▸ DOCUMENT SECTION
>>>
SINGAPORE
Inflation at two-year low
Inflation slowed to a two-year low last month as gains in costs of housing and transportation eased. The consumer price index rose 3.6 percent from a year earlier, after climbing 4 percent in October, the Department of Statistics said yesterday. Consumer prices rose 0.1 percent last month from October, the report showed. Last month’s core inflation rate was 2 percent. The Monetary Authority of Singapore predicts inflation will average more than 4.5 percent this year and will be in a 3.5 percent to 4.5 percent range next year. “Given continued weakness in the global economy, imported inflation will be generally benign,” the Trade Ministry and the central bank said in a statement. “Meanwhile, the persistent tightness in the labor market will support wage increases in 2013,” they said.
VIETNAM
Central bank cuts rates
The central bank cut its key interest rates yesterday, the sixth time this year, in an attempt to boost an economy growing at the weakest pace in more than a decade. The State Bank of Vietnam cut the refinancing rate — charged on loans to commercial banks — to 9 percent from 10 percent. The discount rate was lowered to 7 percent from 8 percent. The country expects economic growth of just 5.2 percent for this year — the slowest rate in 13 years. At the same time inflation hit a six-month high of 7.08 percent last month year-on-year.
<<<
▸ GIVEN REQUEST A
Check each statement against the Singapore and Vietnam news briefs and answer yes or no, quoting the deciding words: (i) Singapore's consumer price index rose 3.6 percent from a year earlier. (ii) Vietnam's central bank lowered the refinancing rate to 8 percent. (iii) Vietnam's inflation reached a six-month high last month.

▸ AVAILABLE DATA
>>>
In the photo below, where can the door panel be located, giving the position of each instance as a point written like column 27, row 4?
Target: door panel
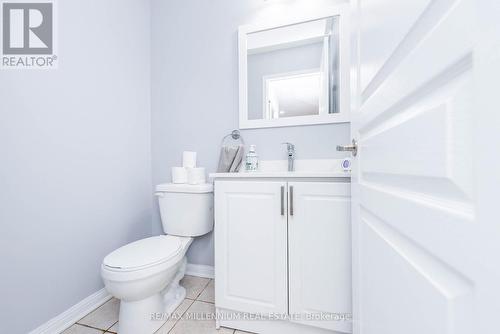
column 251, row 246
column 320, row 252
column 415, row 225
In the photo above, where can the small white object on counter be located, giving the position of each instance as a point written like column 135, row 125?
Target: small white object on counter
column 196, row 175
column 188, row 159
column 179, row 175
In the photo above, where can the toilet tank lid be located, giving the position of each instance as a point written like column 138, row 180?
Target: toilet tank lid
column 185, row 188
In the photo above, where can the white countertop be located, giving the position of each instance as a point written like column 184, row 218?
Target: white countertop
column 304, row 174
column 317, row 168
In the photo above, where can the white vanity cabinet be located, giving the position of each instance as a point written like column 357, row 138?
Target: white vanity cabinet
column 283, row 249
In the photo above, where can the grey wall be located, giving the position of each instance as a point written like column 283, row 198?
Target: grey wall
column 75, row 177
column 195, row 90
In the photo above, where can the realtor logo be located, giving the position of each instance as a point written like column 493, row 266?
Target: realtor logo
column 28, row 34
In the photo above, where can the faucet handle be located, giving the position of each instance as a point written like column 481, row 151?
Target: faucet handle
column 289, row 146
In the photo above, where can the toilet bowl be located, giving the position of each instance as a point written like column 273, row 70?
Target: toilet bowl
column 144, row 275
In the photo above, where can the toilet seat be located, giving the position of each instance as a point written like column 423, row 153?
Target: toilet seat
column 144, row 253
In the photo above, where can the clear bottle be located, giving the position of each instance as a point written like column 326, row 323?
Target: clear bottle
column 252, row 160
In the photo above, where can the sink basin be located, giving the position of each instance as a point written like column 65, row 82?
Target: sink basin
column 303, row 168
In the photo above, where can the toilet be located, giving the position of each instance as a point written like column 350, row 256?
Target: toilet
column 144, row 275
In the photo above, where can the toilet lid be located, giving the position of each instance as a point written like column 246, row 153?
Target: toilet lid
column 144, row 252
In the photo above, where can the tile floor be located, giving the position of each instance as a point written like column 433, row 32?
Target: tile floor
column 199, row 299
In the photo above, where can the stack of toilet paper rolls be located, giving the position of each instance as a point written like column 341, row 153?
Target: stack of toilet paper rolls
column 188, row 173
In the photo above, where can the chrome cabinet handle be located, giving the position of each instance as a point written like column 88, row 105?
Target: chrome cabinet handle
column 282, row 200
column 349, row 148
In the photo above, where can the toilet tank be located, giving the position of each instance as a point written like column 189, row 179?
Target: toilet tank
column 186, row 210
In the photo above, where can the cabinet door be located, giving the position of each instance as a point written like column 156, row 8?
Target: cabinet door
column 251, row 246
column 320, row 252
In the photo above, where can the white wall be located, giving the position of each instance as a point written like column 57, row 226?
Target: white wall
column 195, row 89
column 75, row 177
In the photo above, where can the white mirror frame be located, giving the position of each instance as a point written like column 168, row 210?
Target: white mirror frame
column 343, row 116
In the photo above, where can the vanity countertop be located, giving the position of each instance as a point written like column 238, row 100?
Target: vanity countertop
column 303, row 174
column 314, row 168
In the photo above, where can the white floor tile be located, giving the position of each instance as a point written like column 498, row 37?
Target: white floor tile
column 104, row 317
column 175, row 317
column 195, row 321
column 77, row 329
column 113, row 329
column 194, row 285
column 208, row 295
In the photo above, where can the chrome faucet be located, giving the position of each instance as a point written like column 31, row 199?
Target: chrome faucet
column 290, row 148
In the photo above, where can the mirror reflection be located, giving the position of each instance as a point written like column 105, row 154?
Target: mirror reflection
column 292, row 71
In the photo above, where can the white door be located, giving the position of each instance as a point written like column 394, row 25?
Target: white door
column 251, row 246
column 319, row 258
column 426, row 232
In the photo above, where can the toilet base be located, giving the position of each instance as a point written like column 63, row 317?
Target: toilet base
column 146, row 316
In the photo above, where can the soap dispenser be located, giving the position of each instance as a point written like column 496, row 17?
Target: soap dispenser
column 252, row 160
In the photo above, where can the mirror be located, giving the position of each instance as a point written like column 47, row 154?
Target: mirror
column 294, row 74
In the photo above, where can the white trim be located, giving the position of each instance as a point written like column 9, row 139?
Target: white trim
column 200, row 270
column 343, row 116
column 66, row 319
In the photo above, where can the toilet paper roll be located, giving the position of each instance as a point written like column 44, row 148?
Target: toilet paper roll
column 196, row 175
column 179, row 175
column 188, row 159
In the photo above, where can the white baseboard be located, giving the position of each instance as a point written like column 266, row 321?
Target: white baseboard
column 73, row 314
column 200, row 270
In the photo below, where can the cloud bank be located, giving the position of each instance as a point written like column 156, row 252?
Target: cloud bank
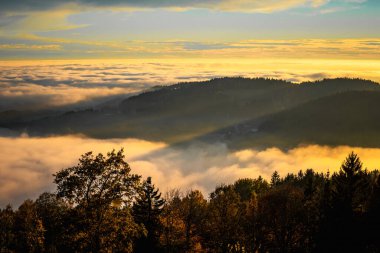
column 78, row 84
column 28, row 163
column 225, row 5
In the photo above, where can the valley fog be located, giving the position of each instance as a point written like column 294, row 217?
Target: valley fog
column 28, row 163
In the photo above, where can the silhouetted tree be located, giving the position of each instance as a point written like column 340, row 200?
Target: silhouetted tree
column 100, row 190
column 146, row 211
column 29, row 231
column 7, row 236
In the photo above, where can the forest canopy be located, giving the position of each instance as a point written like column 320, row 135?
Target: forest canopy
column 101, row 206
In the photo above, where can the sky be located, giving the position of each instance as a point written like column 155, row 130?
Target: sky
column 94, row 29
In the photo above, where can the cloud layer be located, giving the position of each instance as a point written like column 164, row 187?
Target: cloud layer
column 25, row 85
column 28, row 163
column 229, row 5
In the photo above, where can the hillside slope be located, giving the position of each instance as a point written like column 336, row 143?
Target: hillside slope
column 187, row 111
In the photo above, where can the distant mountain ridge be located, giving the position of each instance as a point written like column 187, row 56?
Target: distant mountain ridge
column 210, row 110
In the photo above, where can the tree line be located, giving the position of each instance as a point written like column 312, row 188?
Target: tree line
column 101, row 206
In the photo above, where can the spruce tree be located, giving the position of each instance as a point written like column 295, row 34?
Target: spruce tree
column 146, row 211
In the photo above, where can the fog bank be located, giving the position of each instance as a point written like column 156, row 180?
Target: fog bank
column 28, row 163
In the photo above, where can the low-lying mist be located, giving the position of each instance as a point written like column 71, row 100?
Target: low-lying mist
column 27, row 164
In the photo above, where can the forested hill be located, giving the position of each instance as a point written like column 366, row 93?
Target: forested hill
column 187, row 111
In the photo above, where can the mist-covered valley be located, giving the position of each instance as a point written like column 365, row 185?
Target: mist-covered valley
column 194, row 134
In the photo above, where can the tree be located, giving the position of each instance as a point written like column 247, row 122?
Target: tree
column 146, row 211
column 225, row 214
column 52, row 212
column 172, row 236
column 275, row 179
column 29, row 231
column 193, row 209
column 99, row 189
column 281, row 214
column 7, row 236
column 348, row 186
column 343, row 230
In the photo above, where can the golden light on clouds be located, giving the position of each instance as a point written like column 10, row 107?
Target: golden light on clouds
column 28, row 163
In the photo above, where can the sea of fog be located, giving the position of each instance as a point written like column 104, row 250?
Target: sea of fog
column 43, row 84
column 27, row 164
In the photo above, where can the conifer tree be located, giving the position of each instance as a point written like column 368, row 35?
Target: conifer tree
column 146, row 211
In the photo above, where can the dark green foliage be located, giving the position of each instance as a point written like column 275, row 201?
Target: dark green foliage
column 29, row 230
column 99, row 190
column 305, row 212
column 7, row 223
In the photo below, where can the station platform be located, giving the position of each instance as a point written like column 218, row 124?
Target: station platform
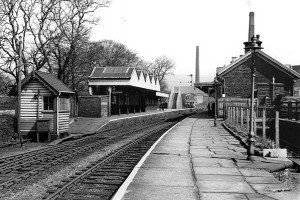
column 84, row 125
column 195, row 160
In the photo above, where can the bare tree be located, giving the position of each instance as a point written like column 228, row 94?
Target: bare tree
column 111, row 53
column 14, row 22
column 161, row 67
column 51, row 31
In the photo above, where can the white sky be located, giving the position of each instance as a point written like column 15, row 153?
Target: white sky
column 219, row 27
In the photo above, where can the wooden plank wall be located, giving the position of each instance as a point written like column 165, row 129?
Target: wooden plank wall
column 29, row 103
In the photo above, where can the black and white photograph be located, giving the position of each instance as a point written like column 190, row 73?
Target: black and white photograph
column 149, row 100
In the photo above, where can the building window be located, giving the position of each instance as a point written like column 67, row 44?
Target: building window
column 48, row 103
column 64, row 104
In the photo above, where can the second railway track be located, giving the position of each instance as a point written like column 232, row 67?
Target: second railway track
column 14, row 169
column 101, row 179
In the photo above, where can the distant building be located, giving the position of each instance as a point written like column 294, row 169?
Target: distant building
column 45, row 98
column 187, row 97
column 273, row 79
column 125, row 89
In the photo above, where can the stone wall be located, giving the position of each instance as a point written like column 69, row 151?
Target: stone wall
column 89, row 106
column 145, row 119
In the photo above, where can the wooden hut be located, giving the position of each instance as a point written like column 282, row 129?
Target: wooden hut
column 45, row 104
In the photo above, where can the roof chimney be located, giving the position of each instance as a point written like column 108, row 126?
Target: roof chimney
column 250, row 32
column 251, row 26
column 232, row 59
column 197, row 79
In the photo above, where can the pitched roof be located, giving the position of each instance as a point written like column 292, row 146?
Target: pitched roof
column 112, row 72
column 262, row 55
column 50, row 81
column 296, row 68
column 190, row 90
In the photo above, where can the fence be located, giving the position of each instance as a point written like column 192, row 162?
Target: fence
column 223, row 102
column 290, row 110
column 7, row 103
column 262, row 115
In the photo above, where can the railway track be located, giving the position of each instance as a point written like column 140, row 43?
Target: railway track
column 14, row 169
column 102, row 178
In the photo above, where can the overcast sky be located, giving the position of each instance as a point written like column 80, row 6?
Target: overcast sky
column 219, row 27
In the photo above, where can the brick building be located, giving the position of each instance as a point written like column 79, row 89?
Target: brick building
column 273, row 79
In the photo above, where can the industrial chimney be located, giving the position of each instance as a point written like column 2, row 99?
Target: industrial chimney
column 197, row 79
column 251, row 26
column 250, row 32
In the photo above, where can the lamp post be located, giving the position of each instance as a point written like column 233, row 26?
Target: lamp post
column 19, row 49
column 216, row 97
column 254, row 45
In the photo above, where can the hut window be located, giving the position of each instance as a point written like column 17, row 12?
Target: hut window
column 64, row 104
column 48, row 103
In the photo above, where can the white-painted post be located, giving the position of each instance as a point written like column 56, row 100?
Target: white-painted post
column 277, row 129
column 242, row 116
column 264, row 124
column 254, row 123
column 248, row 118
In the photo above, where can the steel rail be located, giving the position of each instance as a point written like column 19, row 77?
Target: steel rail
column 68, row 186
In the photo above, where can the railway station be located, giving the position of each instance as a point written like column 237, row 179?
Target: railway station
column 235, row 137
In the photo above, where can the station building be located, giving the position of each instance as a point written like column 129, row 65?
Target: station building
column 273, row 80
column 125, row 89
column 45, row 106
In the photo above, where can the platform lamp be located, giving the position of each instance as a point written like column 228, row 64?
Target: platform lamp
column 254, row 45
column 19, row 48
column 216, row 100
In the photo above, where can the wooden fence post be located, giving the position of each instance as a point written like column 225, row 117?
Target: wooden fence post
column 277, row 129
column 248, row 119
column 264, row 124
column 233, row 115
column 254, row 123
column 242, row 113
column 289, row 110
column 236, row 116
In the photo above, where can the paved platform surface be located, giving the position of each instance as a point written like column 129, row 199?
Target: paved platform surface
column 84, row 125
column 196, row 160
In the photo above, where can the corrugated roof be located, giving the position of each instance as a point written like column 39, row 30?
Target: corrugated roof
column 50, row 81
column 138, row 72
column 112, row 72
column 190, row 90
column 262, row 55
column 296, row 68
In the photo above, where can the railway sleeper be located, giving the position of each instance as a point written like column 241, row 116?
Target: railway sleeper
column 102, row 182
column 6, row 171
column 105, row 177
column 84, row 198
column 114, row 170
column 118, row 165
column 99, row 187
column 110, row 174
column 100, row 193
column 25, row 169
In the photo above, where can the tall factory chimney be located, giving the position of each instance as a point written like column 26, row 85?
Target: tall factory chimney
column 197, row 79
column 250, row 32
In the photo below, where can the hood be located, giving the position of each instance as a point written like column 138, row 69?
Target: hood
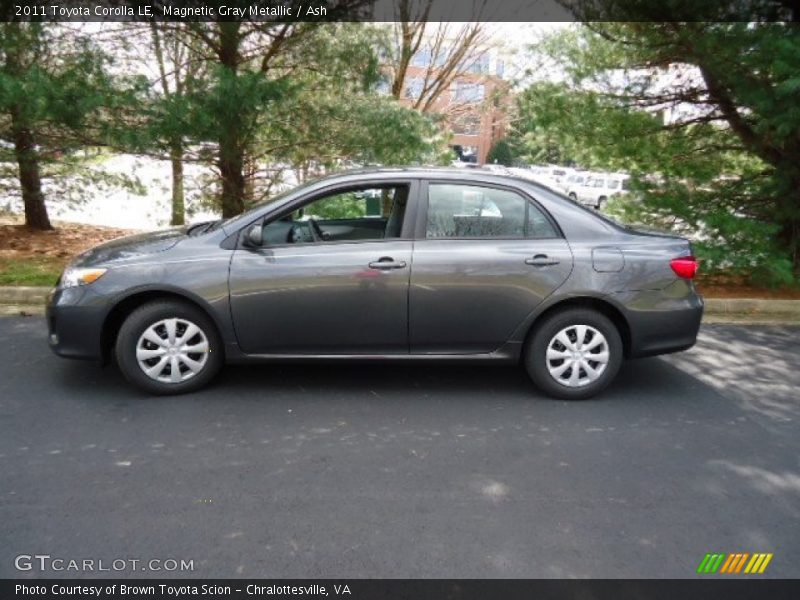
column 130, row 247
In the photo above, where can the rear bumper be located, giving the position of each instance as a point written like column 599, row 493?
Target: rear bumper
column 662, row 321
column 74, row 322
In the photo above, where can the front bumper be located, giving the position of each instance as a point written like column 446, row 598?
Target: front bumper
column 75, row 319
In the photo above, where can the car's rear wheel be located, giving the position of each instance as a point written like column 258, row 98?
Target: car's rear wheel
column 574, row 354
column 168, row 347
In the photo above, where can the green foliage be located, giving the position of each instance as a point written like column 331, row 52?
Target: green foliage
column 501, row 153
column 721, row 165
column 55, row 83
column 30, row 271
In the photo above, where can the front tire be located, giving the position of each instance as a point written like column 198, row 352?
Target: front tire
column 574, row 354
column 168, row 347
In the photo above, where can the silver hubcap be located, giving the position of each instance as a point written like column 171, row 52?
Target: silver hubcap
column 172, row 350
column 577, row 355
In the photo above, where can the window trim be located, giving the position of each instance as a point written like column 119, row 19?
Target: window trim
column 422, row 211
column 406, row 232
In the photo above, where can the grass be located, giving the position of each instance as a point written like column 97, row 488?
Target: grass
column 42, row 270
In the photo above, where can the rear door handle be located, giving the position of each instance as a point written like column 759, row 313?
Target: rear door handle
column 386, row 263
column 541, row 260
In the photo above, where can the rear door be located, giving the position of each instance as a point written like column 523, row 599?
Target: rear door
column 486, row 256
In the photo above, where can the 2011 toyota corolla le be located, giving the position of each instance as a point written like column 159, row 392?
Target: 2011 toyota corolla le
column 386, row 264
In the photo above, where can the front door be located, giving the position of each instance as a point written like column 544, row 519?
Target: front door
column 488, row 258
column 331, row 277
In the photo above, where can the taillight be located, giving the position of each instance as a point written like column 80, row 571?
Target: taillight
column 685, row 267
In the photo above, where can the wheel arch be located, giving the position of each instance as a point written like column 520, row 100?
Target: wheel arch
column 603, row 306
column 127, row 304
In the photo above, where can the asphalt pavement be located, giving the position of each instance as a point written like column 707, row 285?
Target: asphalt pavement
column 404, row 471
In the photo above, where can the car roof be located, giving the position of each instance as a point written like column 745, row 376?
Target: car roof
column 478, row 174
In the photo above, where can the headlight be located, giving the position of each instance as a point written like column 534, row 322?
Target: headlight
column 73, row 276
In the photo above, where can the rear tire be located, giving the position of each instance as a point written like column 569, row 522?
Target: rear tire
column 566, row 367
column 168, row 347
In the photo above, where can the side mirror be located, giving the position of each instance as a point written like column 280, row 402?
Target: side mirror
column 254, row 235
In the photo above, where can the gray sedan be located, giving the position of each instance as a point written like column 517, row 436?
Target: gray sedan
column 385, row 264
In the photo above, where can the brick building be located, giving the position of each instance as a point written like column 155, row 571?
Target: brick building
column 475, row 106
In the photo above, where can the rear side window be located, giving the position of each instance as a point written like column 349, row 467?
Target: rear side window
column 471, row 211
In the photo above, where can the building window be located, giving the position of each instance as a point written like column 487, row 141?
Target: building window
column 479, row 66
column 413, row 88
column 465, row 91
column 422, row 58
column 469, row 124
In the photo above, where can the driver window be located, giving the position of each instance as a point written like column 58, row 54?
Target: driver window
column 369, row 213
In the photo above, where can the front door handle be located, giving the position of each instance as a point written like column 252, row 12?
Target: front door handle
column 386, row 263
column 541, row 260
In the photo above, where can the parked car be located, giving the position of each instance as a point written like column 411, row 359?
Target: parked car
column 594, row 190
column 384, row 264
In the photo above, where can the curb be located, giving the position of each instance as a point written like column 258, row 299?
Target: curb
column 33, row 295
column 752, row 306
column 23, row 294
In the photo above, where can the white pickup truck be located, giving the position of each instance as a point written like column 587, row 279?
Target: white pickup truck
column 594, row 190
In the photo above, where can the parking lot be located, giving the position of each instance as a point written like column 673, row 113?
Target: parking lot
column 406, row 471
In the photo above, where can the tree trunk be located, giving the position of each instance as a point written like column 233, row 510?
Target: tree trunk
column 231, row 152
column 231, row 161
column 29, row 177
column 178, row 206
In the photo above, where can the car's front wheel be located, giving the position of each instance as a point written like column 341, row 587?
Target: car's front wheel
column 168, row 347
column 574, row 354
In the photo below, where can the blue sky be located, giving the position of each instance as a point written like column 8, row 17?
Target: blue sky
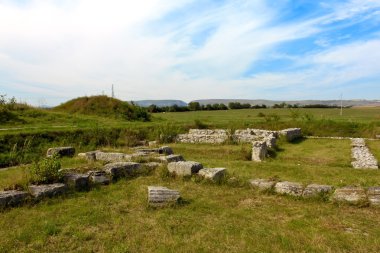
column 52, row 51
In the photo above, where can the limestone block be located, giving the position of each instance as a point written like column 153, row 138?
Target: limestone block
column 12, row 198
column 77, row 181
column 184, row 168
column 315, row 190
column 61, row 151
column 98, row 177
column 259, row 151
column 350, row 194
column 47, row 190
column 262, row 184
column 120, row 169
column 159, row 196
column 110, row 157
column 291, row 133
column 373, row 194
column 213, row 174
column 171, row 158
column 289, row 188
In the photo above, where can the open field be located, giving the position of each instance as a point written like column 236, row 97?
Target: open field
column 214, row 218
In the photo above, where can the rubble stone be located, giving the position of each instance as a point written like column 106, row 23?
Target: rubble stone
column 290, row 188
column 213, row 174
column 184, row 168
column 159, row 196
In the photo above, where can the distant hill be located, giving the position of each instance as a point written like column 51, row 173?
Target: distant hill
column 104, row 106
column 355, row 102
column 160, row 103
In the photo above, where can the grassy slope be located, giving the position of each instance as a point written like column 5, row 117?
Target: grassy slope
column 216, row 219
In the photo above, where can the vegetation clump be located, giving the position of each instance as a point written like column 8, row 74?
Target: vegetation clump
column 46, row 171
column 104, row 106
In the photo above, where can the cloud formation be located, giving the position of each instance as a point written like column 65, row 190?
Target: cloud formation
column 188, row 49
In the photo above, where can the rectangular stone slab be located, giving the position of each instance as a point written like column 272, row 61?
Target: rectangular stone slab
column 184, row 168
column 12, row 198
column 160, row 196
column 47, row 190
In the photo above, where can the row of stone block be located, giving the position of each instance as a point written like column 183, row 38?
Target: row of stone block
column 348, row 194
column 218, row 136
column 188, row 168
column 120, row 157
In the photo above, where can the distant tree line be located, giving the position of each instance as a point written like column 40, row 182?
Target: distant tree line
column 196, row 106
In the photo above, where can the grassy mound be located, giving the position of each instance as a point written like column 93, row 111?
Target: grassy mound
column 104, row 106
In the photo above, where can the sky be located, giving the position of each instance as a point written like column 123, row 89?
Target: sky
column 55, row 50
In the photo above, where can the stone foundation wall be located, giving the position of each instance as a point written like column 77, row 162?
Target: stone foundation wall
column 215, row 136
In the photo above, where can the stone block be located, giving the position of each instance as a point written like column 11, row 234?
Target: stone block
column 373, row 194
column 77, row 181
column 291, row 133
column 289, row 188
column 61, row 151
column 12, row 198
column 350, row 194
column 262, row 184
column 99, row 177
column 259, row 151
column 315, row 190
column 110, row 157
column 89, row 156
column 213, row 174
column 47, row 190
column 159, row 196
column 171, row 158
column 121, row 169
column 184, row 168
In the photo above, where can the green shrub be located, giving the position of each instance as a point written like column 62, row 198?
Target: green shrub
column 46, row 171
column 199, row 124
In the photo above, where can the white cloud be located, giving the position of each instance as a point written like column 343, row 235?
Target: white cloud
column 74, row 48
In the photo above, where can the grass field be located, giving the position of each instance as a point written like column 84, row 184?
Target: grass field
column 214, row 218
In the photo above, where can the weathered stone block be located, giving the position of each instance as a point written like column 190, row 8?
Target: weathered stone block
column 151, row 165
column 289, row 188
column 159, row 196
column 350, row 194
column 165, row 150
column 373, row 194
column 77, row 181
column 184, row 168
column 291, row 133
column 99, row 177
column 315, row 190
column 213, row 174
column 47, row 190
column 262, row 184
column 90, row 156
column 213, row 136
column 110, row 157
column 121, row 169
column 61, row 151
column 171, row 158
column 259, row 151
column 12, row 198
column 152, row 143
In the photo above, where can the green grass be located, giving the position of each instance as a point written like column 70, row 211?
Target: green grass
column 216, row 219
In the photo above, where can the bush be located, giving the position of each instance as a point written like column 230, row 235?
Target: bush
column 199, row 124
column 46, row 171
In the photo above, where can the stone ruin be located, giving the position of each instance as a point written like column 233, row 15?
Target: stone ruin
column 362, row 156
column 261, row 140
column 215, row 136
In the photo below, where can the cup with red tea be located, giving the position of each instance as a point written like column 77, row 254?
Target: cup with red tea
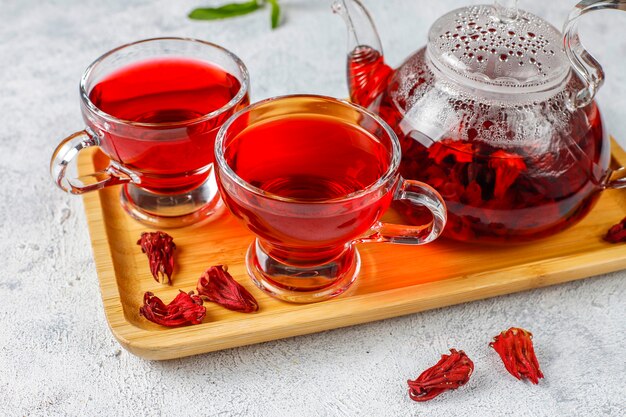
column 311, row 177
column 154, row 107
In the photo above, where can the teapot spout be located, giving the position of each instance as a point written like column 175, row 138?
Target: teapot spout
column 367, row 72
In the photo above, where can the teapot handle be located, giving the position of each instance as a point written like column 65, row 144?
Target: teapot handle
column 584, row 64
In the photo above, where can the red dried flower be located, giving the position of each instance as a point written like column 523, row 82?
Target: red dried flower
column 159, row 246
column 617, row 233
column 515, row 347
column 184, row 309
column 461, row 152
column 508, row 167
column 449, row 373
column 218, row 286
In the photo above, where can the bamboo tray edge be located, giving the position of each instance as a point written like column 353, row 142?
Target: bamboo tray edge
column 279, row 320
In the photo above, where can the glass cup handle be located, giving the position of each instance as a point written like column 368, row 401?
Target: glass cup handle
column 67, row 151
column 420, row 195
column 616, row 179
column 588, row 69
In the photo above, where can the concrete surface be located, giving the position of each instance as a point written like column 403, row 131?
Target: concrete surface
column 57, row 356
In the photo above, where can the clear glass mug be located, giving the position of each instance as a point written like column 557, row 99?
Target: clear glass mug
column 163, row 157
column 311, row 177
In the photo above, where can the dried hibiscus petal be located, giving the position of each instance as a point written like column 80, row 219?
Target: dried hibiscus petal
column 159, row 246
column 508, row 167
column 449, row 373
column 617, row 233
column 218, row 286
column 461, row 152
column 515, row 347
column 186, row 308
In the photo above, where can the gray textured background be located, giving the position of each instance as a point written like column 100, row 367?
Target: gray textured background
column 57, row 356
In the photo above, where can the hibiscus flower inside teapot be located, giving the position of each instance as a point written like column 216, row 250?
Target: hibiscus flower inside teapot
column 497, row 113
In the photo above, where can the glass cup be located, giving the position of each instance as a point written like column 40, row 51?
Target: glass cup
column 163, row 152
column 311, row 176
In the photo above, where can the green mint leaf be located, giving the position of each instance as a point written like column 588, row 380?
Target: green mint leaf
column 275, row 13
column 225, row 11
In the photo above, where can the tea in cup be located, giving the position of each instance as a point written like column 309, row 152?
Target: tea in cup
column 311, row 177
column 154, row 107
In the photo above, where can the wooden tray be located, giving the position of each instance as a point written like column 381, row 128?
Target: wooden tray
column 395, row 280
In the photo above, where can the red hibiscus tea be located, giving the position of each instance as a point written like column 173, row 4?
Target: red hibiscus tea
column 168, row 138
column 311, row 176
column 492, row 194
column 307, row 160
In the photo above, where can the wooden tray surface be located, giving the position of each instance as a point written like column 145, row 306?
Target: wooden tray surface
column 394, row 280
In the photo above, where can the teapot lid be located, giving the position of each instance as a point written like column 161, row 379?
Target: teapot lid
column 498, row 49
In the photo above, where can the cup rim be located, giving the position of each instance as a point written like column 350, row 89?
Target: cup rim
column 379, row 183
column 243, row 89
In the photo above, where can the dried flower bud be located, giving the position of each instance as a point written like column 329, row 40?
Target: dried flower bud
column 186, row 308
column 218, row 286
column 451, row 372
column 159, row 246
column 515, row 347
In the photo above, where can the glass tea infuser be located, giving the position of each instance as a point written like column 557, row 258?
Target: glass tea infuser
column 497, row 113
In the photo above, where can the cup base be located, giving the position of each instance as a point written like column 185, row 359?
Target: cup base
column 296, row 284
column 195, row 207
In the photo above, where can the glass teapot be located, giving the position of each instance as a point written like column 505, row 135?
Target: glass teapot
column 496, row 113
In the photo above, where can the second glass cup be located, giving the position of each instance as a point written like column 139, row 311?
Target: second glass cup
column 311, row 176
column 154, row 108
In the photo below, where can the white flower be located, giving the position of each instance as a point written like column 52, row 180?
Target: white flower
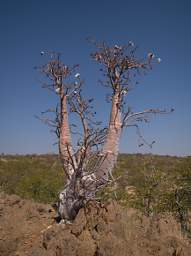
<<<
▸ GIVEN REQUEST B
From the records, give as a JSON list of strings the part that opens with the line containing "79, row 89?" and closes with the line containing "column 68, row 186". Use one string per line and leave out blank lines.

▸ FINAL RESULT A
(i) Yes: "The consumer price index rose 3.6 percent from a year earlier"
(ii) No: "cut the refinancing rate — charged on loans to commercial banks — to 9 percent from 10 percent"
(iii) Yes: "inflation hit a six-month high of 7.08 percent last month year-on-year"

▸ FINAL RESULT B
[
  "In the photo above, where can the brick building be located, giving the position of each instance as a point written like column 79, row 89?",
  "Target: brick building",
  "column 273, row 79",
  "In the photo above, where can the industrial chimney be located, giving the position of each instance as a point written like column 2, row 99?",
  "Target: industrial chimney",
  "column 197, row 79",
  "column 251, row 26",
  "column 250, row 32",
  "In the photo above, where can the lamp post be located, giving the position of each instance as a point written like column 233, row 26?",
  "Target: lamp post",
  "column 19, row 49",
  "column 216, row 97",
  "column 254, row 45",
  "In the photo above, where can the hut window be located, giving the position of each instance as a point written like column 17, row 12?",
  "Target: hut window",
  "column 64, row 104",
  "column 48, row 103",
  "In the photo above, where can the white-painted post be located, giving the position of each instance as a point written like column 56, row 100?",
  "Target: white-painted post",
  "column 277, row 129",
  "column 242, row 116",
  "column 264, row 124",
  "column 254, row 123",
  "column 248, row 118",
  "In the photo above, where can the steel rail be located, giving the position of each instance as a point written like column 19, row 77?",
  "Target: steel rail",
  "column 68, row 186"
]